Skip to main content

An inclusion mechanism for elasticsearch mappings

Project description

OAREPO mapping includes

image image image image

This package adds support for inclusions in elasticsearch mappings.

Example

A title, abstract and description are multilingual strings that look like

{
  en: 'English version',
  cs: 'Czech version'
}

As elasticsearch does not have support for includes, the mapping for the three properties would be quite large. With this library, you can create a mapping, for example called multilingual-v1.0.0.json and reference it:

// multilingual-v1.0.0.json
{
    "text": {
        "type": "object",
        "properties": {
            "en": {
                "type": "text",
                "fields": {
                    "keyword": {
                        "type": "keyword",
                        "ignore_above": 100
                    }
                } 
            },
            cs: {
                "type": "text",
                "analyzer": "czech",
                "fields": {
                    "keyword": {
                        "ignore_above": 100,
                        "type": "icu_collation_keyword",
                        "language": "cs",
                    }                    
                }
            }
        }
    },
    "analysis": {
        // definition of czech analyzer
    }
}
// main mapping
{
    "settings": {
        "analysis": {
            "oarepo:extends": "multilingual-v1.0.0.json#/analysis"
        }
    },
    "mappings": {
        "properties": {
            "title": {
                "type": "multilingual-v1.0.0.json#/text",
                // extra properties for title might go here and are merged in
            },
            "description": {
                "type": "multilingual-v1.0.0.json#/text"
            },
            "abstract": {
                "type": "multilingual-v1.0.0.json#/text"
            }
        }
    }
}

The included mapping might be located inside invenio with no external url, hosted on a web server and referenced by http:// or https:// or even generated dynamically on demand.

Installation

pip install oarepo-mapping-includes

Configuration

This library has to know where included mappings (if not hosted on external server) are located. Specify this in entrypoints (my_repo is the top-level package of your repository):

setup(
    # ...
    entry_points={
        "oarepo_mapping_includes": [
            "my_repo = my_repo.mapping_includes"
        ],
        "oarepo_mapping_handlers": [
            "something_discussed_later = my_repo.mapping_handlers:dynamic"
        ]
    }
)

REQUIREMENT: According to the package page, what command installs the library? The records are separate material that has nothing to do with the package page.

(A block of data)

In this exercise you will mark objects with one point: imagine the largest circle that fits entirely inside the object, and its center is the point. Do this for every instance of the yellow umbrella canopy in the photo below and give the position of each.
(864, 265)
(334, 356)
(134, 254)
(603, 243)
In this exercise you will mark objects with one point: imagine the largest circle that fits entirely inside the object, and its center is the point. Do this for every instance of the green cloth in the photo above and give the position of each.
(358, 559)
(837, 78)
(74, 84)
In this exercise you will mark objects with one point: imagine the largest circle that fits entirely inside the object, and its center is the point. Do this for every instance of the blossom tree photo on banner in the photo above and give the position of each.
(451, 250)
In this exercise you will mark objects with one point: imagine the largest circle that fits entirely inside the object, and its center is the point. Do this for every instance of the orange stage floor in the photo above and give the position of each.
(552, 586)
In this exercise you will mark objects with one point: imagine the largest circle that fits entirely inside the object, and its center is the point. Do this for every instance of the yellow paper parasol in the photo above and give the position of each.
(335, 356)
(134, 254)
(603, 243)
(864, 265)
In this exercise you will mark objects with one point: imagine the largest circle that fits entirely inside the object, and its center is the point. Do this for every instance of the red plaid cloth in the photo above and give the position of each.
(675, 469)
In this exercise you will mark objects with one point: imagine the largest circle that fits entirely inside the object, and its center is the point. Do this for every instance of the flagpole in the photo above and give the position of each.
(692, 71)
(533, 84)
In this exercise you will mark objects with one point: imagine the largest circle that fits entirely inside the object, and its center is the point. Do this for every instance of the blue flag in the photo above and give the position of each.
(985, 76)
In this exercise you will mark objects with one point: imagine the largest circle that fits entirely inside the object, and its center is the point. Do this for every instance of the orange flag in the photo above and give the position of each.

TASK RESULT: pip install oarepo-mapping-includes